A manganin thin film ultra-high pressure sensor based on MEMS technology for measuring the detonation pressure of microscale charge was designed as depicted in Figure 2. The sensor employs a sandwich structure: 96% alumina ceramics of 0.5 mm in thickness was used as the substrate because of its good adhesion with manganin thin film, chemical corrosion resistance and excellent electrical insulation under high pressure; the sensitive element was made of manganin alloy with a straight strip type, two copper electrodes were extracted at each end of the sensitive element; the insulating layer adopted polyimide of 25 μm in thickness whose impedance matches with that of explosives [19].

In order to realize the miniaturization of the sensitive element, MEMS technology was employed. Specific fabrication process is illustrated in Figure 3: (1) photoresist was coated on the clean substrate by using a coater; (2) the pattern of the sensitive element on the mask plate was transferred to the substrate by lithography and development; (3) the manganin sensitive element was formed by magnetron sputtering, and then the heat treatment of 300 ℃ for one hour was carried out to increase piezoresistance coefficient of the manganin sensitive element; (4)−(6) the same procedures were implemented to form copper electrodes; (7) the polyimide was affixed to the sensitive element; (8) the lead wires were welded to the ends of four copper electrodes. The physical diagram of the sensor is shown in Figure 4.

A standard four-probe method was applied to reduce the influence of lead resistance and contact resistance and to improve signal-to-noise-ratio (SNR) of the sensor. Two lead wires with the same color were connected with constant current source as the input terminal, the others were attached to the oscilloscope as the output.

2.3. Piezoresistance Coefficient of the Sensor

Manganin has been extensively studied in the last few decades. Many researches indicate that there is an empirical relation between resistance change of manganin and stress [20],

$$\frac{\Delta R}{R_0}=K_P\cdot P$$

(6)

Images for locating objects
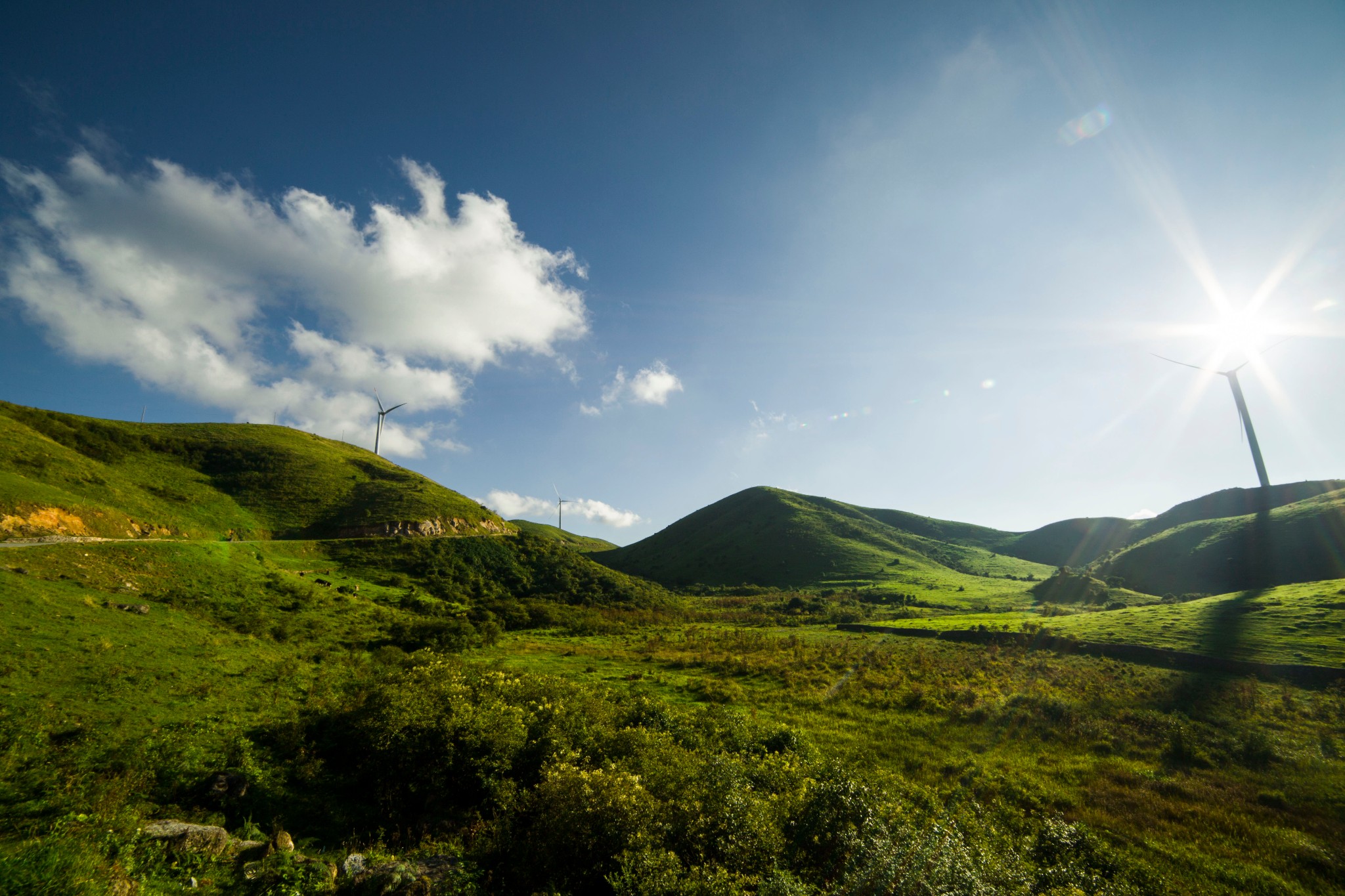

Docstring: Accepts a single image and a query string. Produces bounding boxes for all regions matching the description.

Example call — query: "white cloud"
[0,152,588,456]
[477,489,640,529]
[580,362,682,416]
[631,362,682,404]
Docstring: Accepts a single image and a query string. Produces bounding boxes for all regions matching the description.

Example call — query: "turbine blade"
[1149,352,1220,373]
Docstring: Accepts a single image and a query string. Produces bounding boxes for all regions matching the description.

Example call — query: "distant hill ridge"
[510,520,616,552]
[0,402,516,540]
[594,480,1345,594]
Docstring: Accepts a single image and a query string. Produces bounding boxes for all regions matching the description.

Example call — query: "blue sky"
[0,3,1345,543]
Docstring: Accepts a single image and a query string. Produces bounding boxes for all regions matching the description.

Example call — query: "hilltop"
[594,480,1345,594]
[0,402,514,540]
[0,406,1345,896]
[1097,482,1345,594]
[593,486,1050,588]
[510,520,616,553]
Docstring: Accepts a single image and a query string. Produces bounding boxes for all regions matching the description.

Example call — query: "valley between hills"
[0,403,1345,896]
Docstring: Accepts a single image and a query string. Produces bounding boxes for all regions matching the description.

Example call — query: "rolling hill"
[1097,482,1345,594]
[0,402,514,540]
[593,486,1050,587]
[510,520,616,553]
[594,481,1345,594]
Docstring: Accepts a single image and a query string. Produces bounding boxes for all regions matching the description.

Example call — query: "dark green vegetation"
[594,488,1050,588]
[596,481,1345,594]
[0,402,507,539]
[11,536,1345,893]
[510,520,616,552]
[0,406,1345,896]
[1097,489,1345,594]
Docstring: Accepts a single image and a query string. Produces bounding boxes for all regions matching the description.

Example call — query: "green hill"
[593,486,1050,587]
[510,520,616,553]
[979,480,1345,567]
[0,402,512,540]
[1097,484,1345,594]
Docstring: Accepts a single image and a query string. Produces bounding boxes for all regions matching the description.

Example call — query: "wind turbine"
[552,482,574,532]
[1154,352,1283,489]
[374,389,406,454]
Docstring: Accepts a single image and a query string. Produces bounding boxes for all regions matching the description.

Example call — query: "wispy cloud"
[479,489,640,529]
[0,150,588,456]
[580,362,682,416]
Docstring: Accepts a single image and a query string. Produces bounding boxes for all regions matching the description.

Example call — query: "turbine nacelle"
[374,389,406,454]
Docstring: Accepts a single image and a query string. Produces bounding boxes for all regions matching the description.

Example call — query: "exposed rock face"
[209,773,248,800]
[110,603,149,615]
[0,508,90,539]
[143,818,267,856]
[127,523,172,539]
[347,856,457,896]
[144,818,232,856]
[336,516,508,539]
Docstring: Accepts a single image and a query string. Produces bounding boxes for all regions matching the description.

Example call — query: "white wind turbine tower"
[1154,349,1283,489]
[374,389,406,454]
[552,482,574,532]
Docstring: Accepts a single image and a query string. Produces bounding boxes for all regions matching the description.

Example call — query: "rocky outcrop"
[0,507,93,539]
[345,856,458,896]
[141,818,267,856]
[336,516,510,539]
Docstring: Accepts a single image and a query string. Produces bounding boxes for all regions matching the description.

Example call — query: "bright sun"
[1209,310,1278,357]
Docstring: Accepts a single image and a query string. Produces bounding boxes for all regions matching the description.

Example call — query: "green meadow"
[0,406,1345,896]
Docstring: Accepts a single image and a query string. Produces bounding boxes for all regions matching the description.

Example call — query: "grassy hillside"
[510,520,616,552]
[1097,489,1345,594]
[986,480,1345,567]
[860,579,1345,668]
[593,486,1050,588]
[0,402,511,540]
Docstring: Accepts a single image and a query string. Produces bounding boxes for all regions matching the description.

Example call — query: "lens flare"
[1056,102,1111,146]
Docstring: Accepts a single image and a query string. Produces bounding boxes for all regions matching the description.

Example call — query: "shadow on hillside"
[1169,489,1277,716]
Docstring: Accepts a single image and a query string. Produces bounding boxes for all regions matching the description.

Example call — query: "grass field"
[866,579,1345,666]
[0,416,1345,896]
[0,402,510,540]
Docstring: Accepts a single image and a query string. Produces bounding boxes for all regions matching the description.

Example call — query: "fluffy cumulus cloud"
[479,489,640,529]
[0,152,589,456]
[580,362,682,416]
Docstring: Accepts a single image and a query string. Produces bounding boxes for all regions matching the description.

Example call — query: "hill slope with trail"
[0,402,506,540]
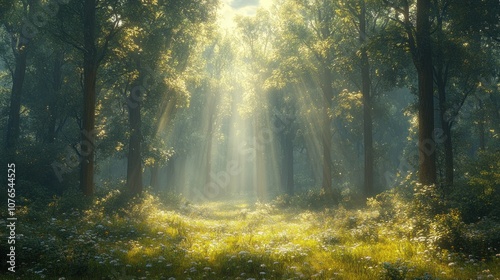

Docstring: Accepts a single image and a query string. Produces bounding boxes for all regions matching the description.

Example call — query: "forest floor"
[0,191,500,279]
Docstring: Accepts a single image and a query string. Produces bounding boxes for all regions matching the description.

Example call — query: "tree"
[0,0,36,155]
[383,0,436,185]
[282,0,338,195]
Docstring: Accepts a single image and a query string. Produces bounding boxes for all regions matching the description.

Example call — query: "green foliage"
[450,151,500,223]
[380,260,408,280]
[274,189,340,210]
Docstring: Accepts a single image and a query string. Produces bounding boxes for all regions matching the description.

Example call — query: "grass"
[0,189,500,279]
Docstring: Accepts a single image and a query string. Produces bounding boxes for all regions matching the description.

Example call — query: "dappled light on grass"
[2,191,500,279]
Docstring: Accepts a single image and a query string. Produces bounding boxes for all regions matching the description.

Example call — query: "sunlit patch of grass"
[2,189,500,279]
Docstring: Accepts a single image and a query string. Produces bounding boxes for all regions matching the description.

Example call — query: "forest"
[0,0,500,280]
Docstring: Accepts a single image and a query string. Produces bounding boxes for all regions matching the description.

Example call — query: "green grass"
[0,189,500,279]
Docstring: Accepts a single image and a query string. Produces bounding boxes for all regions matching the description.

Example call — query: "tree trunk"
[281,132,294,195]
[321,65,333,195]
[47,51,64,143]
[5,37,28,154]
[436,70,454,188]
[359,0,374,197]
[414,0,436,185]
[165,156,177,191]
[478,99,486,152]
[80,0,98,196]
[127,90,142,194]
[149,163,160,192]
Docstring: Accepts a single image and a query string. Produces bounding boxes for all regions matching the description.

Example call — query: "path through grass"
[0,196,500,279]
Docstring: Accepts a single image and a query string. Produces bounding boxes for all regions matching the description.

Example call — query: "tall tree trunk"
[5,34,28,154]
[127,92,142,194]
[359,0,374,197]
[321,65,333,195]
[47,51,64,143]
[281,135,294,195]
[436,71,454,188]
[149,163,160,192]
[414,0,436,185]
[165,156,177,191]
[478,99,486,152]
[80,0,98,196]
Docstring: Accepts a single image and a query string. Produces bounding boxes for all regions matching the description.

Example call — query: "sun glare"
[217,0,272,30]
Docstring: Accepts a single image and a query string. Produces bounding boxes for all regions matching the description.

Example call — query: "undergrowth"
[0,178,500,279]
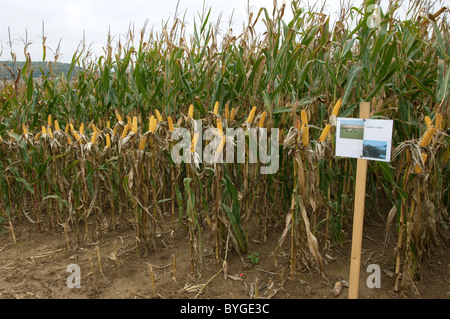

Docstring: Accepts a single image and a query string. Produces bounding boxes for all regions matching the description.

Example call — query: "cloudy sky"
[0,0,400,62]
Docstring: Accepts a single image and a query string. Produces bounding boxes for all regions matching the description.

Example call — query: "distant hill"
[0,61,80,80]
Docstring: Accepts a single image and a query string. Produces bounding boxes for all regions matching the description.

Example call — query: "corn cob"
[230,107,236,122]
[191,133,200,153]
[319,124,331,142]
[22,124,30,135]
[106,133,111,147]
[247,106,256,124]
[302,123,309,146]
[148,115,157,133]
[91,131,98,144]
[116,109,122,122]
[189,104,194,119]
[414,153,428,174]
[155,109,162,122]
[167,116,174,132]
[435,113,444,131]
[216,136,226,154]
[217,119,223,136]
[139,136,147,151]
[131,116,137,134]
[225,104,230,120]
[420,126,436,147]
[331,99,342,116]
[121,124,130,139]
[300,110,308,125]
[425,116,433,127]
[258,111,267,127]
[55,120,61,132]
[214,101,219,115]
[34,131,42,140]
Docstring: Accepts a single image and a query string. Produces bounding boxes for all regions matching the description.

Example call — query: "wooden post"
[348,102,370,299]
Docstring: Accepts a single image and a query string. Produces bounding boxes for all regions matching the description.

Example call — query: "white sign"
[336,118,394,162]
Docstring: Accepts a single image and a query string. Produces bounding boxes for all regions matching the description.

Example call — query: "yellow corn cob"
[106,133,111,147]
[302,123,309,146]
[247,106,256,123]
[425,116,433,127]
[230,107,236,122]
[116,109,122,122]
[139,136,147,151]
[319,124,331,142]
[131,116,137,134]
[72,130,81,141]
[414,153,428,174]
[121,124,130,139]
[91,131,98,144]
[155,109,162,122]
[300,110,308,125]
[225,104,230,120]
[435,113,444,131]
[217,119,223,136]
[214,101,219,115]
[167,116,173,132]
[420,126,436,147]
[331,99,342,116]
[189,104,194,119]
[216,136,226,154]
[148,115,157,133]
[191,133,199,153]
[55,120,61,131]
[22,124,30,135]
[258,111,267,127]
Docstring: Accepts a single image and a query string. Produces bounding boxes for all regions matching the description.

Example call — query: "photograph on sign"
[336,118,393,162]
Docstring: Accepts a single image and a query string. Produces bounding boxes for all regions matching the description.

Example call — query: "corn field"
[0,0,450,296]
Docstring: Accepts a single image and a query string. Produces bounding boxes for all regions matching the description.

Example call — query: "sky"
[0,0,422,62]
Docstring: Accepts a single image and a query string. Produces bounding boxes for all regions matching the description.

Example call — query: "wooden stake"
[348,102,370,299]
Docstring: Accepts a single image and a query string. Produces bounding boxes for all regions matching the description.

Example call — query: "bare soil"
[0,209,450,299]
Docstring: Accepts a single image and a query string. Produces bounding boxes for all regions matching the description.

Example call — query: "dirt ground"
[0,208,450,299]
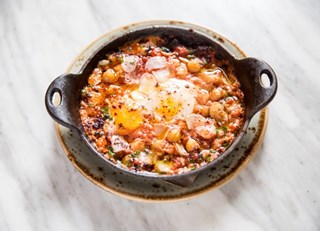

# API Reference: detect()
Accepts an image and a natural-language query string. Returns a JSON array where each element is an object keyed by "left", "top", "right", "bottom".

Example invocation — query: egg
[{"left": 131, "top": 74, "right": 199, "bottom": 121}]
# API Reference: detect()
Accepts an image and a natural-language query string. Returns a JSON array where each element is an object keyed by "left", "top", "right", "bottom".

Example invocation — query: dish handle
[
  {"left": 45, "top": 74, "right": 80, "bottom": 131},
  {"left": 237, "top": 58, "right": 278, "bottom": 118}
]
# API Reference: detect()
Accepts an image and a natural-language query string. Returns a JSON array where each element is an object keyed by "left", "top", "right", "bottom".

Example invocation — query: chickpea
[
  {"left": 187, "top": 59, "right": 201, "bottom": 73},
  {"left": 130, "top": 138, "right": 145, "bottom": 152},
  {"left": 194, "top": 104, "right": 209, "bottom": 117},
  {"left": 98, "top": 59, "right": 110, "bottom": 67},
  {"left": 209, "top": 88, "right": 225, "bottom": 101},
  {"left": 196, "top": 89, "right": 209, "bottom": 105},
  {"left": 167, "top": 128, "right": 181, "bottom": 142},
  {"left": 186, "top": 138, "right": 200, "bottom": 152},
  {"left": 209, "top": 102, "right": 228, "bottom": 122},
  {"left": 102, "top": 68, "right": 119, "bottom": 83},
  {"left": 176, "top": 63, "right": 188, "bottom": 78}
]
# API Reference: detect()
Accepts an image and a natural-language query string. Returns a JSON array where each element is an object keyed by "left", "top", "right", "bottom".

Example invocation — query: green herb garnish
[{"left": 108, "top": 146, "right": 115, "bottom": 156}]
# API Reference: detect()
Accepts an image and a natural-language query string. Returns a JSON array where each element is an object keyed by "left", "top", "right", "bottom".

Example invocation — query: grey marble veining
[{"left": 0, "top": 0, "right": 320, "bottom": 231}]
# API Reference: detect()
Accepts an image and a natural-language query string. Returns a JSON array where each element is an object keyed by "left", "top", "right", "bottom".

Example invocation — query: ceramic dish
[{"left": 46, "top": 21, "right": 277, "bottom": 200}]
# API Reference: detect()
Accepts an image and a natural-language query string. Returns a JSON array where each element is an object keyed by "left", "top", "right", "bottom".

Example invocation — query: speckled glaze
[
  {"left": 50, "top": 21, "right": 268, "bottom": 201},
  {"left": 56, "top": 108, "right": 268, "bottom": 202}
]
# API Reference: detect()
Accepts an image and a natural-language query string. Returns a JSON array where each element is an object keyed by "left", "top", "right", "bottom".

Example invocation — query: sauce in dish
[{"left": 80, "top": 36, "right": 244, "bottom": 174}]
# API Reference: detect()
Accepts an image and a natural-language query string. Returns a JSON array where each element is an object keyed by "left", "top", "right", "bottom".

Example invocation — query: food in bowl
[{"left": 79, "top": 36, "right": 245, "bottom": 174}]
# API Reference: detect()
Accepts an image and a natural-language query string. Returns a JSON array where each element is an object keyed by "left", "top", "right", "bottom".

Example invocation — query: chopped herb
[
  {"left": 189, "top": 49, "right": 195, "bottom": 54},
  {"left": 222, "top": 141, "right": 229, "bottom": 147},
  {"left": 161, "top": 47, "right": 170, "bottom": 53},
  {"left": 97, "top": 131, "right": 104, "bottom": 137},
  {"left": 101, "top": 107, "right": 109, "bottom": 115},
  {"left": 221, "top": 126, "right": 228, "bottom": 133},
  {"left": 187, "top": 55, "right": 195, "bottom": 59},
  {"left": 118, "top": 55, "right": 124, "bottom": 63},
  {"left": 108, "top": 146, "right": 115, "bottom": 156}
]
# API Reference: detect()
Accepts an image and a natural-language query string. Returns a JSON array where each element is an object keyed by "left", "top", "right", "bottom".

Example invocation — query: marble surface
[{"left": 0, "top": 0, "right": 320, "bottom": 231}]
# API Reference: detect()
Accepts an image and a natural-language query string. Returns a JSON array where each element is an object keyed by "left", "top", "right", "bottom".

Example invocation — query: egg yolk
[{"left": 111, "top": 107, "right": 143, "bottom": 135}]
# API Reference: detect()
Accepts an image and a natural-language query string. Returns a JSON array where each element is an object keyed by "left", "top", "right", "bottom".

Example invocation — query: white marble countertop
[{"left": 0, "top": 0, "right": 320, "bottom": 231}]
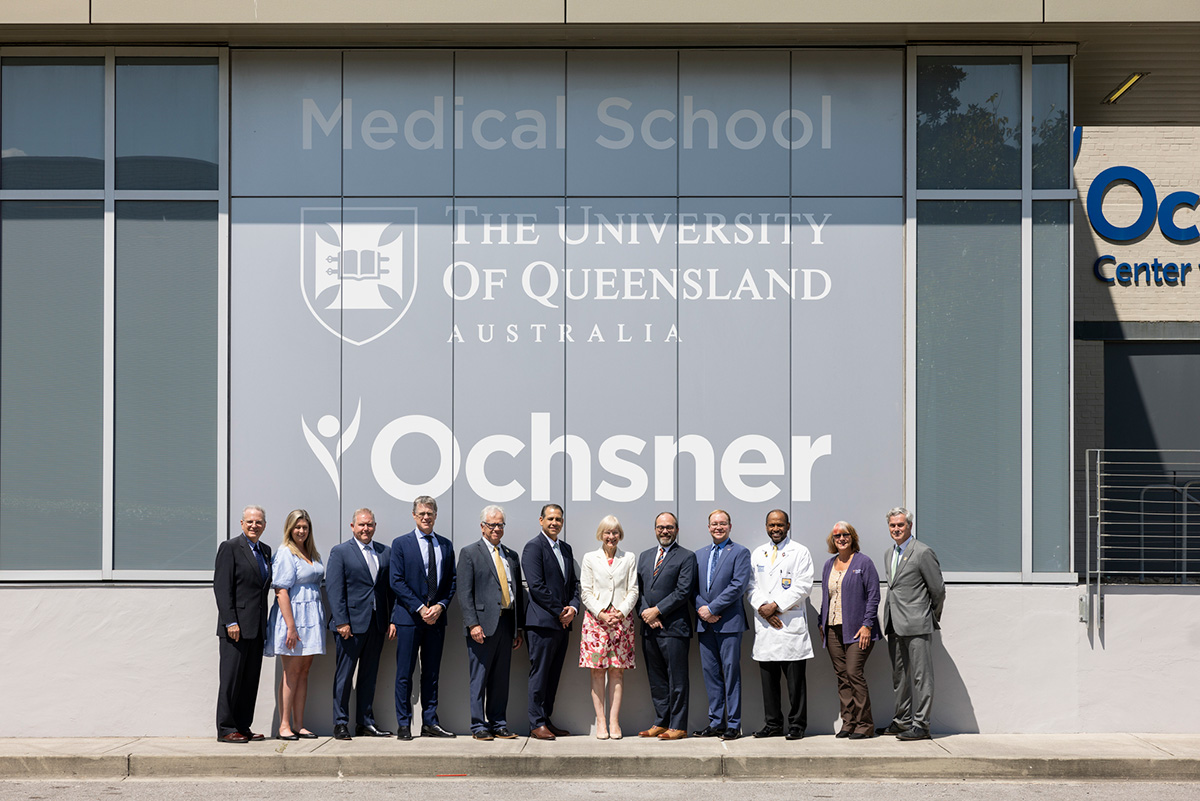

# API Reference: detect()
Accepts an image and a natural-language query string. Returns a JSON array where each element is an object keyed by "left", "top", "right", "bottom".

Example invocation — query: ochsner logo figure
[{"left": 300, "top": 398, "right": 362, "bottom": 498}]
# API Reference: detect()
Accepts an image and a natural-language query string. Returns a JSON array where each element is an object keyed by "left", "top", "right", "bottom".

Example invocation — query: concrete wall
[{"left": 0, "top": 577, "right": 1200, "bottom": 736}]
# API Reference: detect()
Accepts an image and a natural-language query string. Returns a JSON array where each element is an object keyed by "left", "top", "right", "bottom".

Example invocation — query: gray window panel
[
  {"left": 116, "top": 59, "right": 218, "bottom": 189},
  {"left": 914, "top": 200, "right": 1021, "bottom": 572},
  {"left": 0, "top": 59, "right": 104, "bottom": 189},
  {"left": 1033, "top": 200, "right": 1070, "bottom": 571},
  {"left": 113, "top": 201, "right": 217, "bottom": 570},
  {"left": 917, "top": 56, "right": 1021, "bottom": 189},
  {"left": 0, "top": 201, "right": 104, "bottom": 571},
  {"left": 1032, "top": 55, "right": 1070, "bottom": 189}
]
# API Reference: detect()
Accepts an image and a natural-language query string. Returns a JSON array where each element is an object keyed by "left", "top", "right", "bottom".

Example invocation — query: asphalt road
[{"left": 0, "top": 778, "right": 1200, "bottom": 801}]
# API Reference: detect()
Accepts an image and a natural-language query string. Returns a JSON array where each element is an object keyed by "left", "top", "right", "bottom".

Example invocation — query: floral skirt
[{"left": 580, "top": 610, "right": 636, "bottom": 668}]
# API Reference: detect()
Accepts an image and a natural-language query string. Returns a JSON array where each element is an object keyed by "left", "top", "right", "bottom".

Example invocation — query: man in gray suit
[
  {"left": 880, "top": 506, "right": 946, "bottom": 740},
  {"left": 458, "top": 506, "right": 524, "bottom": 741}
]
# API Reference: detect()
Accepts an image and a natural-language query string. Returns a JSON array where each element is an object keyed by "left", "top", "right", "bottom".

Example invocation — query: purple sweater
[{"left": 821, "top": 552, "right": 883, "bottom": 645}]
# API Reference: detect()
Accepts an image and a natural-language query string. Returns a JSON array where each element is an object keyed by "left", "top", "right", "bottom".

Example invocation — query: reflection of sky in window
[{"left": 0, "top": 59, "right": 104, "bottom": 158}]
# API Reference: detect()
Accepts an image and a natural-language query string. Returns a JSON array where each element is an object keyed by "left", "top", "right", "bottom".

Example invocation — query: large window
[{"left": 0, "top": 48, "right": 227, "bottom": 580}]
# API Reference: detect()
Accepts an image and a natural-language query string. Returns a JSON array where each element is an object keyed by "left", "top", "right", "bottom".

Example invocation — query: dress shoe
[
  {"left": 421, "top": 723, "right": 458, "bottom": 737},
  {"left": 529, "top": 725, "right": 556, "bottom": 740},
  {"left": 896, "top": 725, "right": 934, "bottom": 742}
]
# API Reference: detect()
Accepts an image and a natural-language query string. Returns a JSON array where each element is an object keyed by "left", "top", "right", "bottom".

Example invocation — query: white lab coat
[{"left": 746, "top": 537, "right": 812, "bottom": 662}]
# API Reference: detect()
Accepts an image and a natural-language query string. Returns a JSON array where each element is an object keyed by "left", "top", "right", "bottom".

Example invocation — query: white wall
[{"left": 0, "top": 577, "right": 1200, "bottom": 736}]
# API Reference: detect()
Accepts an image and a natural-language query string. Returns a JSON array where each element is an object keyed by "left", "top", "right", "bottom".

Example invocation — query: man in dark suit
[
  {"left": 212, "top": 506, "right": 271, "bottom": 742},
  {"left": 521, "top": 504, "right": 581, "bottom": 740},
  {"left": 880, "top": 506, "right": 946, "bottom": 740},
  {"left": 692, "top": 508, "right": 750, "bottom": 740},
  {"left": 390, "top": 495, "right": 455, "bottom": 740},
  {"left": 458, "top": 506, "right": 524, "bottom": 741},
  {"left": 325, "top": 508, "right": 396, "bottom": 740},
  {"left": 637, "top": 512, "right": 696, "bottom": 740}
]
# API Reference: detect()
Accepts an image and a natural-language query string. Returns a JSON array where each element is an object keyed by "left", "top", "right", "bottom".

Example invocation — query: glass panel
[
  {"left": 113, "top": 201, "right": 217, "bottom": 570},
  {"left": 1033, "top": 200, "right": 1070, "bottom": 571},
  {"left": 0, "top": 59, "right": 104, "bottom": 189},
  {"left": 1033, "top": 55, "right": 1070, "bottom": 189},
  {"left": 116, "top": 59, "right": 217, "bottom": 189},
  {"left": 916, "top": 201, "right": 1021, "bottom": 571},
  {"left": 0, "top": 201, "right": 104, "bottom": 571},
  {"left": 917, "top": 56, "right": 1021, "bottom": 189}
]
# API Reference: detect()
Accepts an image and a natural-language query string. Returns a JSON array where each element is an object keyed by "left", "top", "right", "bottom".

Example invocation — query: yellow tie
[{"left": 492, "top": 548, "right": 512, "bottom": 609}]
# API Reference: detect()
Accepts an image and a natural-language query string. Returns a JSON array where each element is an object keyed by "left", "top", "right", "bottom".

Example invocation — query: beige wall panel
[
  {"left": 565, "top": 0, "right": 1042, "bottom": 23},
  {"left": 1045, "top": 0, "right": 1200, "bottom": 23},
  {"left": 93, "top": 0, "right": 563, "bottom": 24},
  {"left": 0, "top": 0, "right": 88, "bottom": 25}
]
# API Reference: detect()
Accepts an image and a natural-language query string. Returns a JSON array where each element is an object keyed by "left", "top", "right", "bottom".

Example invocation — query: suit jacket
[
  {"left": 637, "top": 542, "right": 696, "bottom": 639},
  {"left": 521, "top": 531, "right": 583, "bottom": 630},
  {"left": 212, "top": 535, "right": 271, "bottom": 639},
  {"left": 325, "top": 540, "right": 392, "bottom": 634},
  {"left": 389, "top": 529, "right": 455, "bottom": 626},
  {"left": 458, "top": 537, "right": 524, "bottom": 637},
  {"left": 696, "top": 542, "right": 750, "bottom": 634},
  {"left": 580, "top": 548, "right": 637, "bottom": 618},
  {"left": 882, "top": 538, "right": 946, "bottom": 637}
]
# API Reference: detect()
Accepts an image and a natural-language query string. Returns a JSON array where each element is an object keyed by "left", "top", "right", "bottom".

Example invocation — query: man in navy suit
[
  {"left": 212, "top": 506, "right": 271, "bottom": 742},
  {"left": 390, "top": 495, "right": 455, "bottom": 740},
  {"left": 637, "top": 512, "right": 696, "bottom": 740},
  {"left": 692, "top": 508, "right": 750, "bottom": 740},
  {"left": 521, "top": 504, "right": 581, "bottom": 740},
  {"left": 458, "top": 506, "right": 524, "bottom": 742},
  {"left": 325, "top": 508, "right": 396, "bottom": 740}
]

*To do*
A) Copy the passage on the manganin pressure sensor from "In order to" up to and including "in Figure 4.".
B) Answer these questions using the passage on the manganin pressure sensor:
(i) How thick is the alumina ceramic substrate?
(ii) At what temperature and for how long was the manganin sensitive element heat-treated?
(iii) What method was applied to reduce the influence of lead resistance and contact resistance?
C) Write the next part of the passage on the manganin pressure sensor, picking up after its final line.
The entries have no role in any of the tasks.

*Answers in order*
A)
In order to realize the miniaturization of the sensitive element, MEMS technology was employed. Specific fabrication process is illustrated in Figure 3: (1) photoresist was coated on the clean substrate by using a coater; (2) the pattern of the sensitive element on the mask plate was transferred to the substrate by lithography and development; (3) the manganin sensitive element was formed by magnetron sputtering, and then the heat treatment of 300 ℃ for one hour was carried out to increase piezoresistance coefficient of the manganin sensitive element; (4)−(6) the same procedures were implemented to form copper electrodes; (7) the polyimide was affixed to the sensitive element; (8) the lead wires were welded to the ends of four copper electrodes. The physical diagram of the sensor is shown in Figure 4.

B)
(i) 0.5 mm.
(ii) 300 ℃ for one hour.
(iii) A standard four-probe method.

C)
where ΔR is the resistance change, R₀ is the initial resistance, P is the stress component in the shock direction and K_p denotes piezoresistance coefficient that is a function of material composition and installation conditions [16]. In general, the static piezoresistance coefficient will not have the same value as the dynamic piezoresistance coefficient for the same material. In addition, the dynamic piezoresistance coefficients obtained in different experimental arrangements may not agree, depending on the time duration of the measurement in relation to the shock equilibrium time across the specimens’ dimensions [9]. Therefore, in order to obtain more accurate measurement results, the manganin sensor needs dynamic calibration in the same experimental arrangements as the practical applications.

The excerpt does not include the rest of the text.